● **Estratto della pagina**
13 Aprile 2024
Punte di Freccia

Va beh…

Mussolini era uso recarsi a corte, il lunedì e il giovedì mattina, indossando tight e bombetta. Rientrando a casa era solito dire, levandosi il duro copricapo: ‘Questo ormai lo portiamo solo in tre, Stanlio, Ollio ed io’. Lo racconta Dino Grandi e c’è da crederci… Sana autoironia di tempi andati, a noi sempre cari, ma anche consapevoli d’essere distanti anni luce.

Ieri ci raccontavano di statisti che si baciavano con capi della mafia per accattare voti dal serbatoio siciliano (mi diceva Frank Tre dita Coppola, nel cortile di Regina Coeli – ed anche qui n’è trascorso del tempo: ‘Non è la mafia che ha corrotto la politica, semmai è la politica che ha corrotto la mafia’). Erano pur sempre uomini che trattavano, sebbene nella veste di proconsoli dell’Impero (il Male) americano, con i capi di stato del pianeta e, qualche volta, sapevano avere uno scatto d’orgoglio, sempre in Sicilia, come quando Bettino Craxi rivendicava lo stato di diritto all’aeroporto di Sigonella… (Con Valpreda e compagni siamo usciti da sbarre e chiavistelli con l’approvazione di una legge ad hoc dove i comunisti cavalcavano l’innocenza degli anarchici ingiustamente carcerati – ed io? – dando, però, parola di stendere un velo sulle proteste per la presenza dei sommergibili USA a testata nucleare alla Maddalena. E così fu, opera del divino Giulio!). Altre storie, archeologia di uomini e cose… Quando la politica era, magari nostro malgrado e contro di noi, mestiere fine di una classe che veniva fuori da buona scuola.

Ieri, ancora, il Berlusca si metteva in gioco – e giocava nella villa di Arcore a fare il grande seduttore con fanciulle discinte coscia lunga e tette prorompenti – per proteggere i propri interessi ma, al contempo, si accreditava con Putin e Gheddafi. Certo il costo era un paese dove il gossip si elevava a immagine nazionale e, nello specifico, sottraendo alla Destra quel poco di identità e radici d’un passato poi non troppo lontano (i vecchi leader del MSI erano lesti a vendere e vendersi voti, a ridurre ogni battaglia alla ambigua pretesa d’incarnare i valori borghesi e all’anticomunismo, nonostante ciò tolleravano i ritratti del Duce nelle sezioni i saluti romani e si ricordavano d’essere stati nella Repubblica Sociale. Troppo poco e troppi alibi ma, senza volerli assolvere – uno di loro ebbe a promettere la revoca del mandato di cattura a S. se smentiva il mio alibi ed un altro fu il primo a gettare, nero su bianco, fango definendomi uno psicopatico criminale… – erano anch’essi di buona scuola). Del resto se i nuovi dirigenti accettarono il prezzo, vuol dire che erano anch’essi, per dirla con Adriano Romualdi, ‘i figli dell’uovo marcio della borghesia’…

Un sasso dall’alto tende inesorabile a precipitare verso il basso e, sospinto dal principio di gravità, trascina con sé quanto incontra trasformandosi in valanga… Senza voler essere pessimi attori di un film del genere catastrofico, anch’esso superato da troppe onde anomali naturali ed umane. Né, anticipando qualche breve annotazione, tra stati umorali e distante riflessione, è mia la vocazione alla professione del becchino e del beccaio, memore di quanto affermava il principe di Salina che vi fu un tempo dei gattopardi ed uno di poi per gli sciacalletti, a cui credo orgoglioso e fiero.

● **Compito 1**
Ricopia fedelmente il brano dell'estratto da "13 Aprile 2024" fino a "distanti anni luce." compreso.
● **Compito 2**
Rispondi in breve alle seguenti domande sull'estratto.
(a) In quali giorni e in quale momento della giornata Mussolini si recava a corte?
(b) Chi rivendicava lo stato di diritto all'aeroporto di Sigonella?
(c) Con quali due leader stranieri si accreditava il Berlusca?

● **Dati registrati**
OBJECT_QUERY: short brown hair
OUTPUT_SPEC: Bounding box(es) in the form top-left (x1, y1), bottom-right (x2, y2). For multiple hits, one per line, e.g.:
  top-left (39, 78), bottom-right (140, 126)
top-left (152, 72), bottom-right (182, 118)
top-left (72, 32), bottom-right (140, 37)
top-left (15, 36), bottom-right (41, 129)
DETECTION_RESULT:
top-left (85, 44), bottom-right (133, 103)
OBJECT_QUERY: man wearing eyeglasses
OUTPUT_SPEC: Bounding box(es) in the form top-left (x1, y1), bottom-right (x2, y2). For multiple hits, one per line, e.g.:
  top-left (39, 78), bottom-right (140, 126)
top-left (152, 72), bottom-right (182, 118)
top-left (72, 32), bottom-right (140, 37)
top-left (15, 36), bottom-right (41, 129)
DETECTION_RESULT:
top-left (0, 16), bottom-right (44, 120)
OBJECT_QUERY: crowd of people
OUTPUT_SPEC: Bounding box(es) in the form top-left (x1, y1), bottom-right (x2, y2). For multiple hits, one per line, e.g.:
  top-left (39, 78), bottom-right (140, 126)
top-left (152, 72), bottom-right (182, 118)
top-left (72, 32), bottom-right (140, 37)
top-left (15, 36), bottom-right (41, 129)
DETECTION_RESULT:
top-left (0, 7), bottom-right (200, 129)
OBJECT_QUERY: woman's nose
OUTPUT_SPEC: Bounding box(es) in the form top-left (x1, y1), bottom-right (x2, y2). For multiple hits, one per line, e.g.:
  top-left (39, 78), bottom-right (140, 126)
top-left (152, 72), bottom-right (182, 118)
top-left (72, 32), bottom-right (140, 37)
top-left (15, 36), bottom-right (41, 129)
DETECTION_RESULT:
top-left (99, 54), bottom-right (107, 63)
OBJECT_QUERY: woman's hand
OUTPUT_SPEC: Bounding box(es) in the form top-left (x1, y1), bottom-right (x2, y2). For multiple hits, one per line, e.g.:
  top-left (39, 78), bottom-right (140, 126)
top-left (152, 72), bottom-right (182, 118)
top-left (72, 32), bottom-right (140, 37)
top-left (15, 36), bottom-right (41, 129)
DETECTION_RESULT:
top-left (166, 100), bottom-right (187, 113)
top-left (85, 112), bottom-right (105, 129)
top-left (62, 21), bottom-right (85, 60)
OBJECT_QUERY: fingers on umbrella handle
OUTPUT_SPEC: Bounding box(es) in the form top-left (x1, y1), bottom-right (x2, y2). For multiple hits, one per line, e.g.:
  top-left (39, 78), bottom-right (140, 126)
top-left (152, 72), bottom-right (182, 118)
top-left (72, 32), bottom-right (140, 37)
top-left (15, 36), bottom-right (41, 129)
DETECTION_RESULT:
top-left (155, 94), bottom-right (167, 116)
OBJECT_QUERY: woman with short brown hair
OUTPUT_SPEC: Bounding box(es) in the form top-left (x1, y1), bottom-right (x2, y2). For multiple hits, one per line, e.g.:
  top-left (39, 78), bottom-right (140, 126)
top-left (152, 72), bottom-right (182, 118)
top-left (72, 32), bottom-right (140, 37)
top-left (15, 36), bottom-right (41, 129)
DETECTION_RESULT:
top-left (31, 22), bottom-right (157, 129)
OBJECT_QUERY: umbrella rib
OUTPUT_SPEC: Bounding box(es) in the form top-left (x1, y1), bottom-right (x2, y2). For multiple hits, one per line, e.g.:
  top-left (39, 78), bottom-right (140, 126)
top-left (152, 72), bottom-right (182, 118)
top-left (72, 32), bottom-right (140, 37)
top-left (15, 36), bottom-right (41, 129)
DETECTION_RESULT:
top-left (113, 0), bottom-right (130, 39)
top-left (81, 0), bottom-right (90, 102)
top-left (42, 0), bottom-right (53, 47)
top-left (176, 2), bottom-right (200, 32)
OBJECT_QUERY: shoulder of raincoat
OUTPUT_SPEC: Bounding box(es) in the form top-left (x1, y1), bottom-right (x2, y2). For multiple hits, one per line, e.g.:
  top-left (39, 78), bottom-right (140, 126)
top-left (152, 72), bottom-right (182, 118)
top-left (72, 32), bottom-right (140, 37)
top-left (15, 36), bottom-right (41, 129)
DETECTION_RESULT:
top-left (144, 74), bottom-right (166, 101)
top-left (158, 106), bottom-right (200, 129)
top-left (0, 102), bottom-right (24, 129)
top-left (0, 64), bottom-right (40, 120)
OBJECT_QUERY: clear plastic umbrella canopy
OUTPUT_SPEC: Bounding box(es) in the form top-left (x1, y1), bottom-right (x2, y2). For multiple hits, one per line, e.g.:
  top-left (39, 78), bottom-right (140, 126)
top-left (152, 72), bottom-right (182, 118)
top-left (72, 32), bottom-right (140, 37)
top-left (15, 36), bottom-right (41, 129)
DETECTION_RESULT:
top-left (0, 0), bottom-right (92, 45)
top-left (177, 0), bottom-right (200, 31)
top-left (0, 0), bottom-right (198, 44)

● **Soluzione esercizio 1**
13 Aprile 2024
Punte di Freccia

Va beh…

Mussolini era uso recarsi a corte, il lunedì e il giovedì mattina, indossando tight e bombetta. Rientrando a casa era solito dire, levandosi il duro copricapo: ‘Questo ormai lo portiamo solo in tre, Stanlio, Ollio ed io’. Lo racconta Dino Grandi e c’è da crederci… Sana autoironia di tempi andati, a noi sempre cari, ma anche consapevoli d’essere distanti anni luce.

● **Soluzione esercizio 2**
(a) Il lunedì e il giovedì mattina.
(b) Bettino Craxi.
(c) Con Putin e Gheddafi.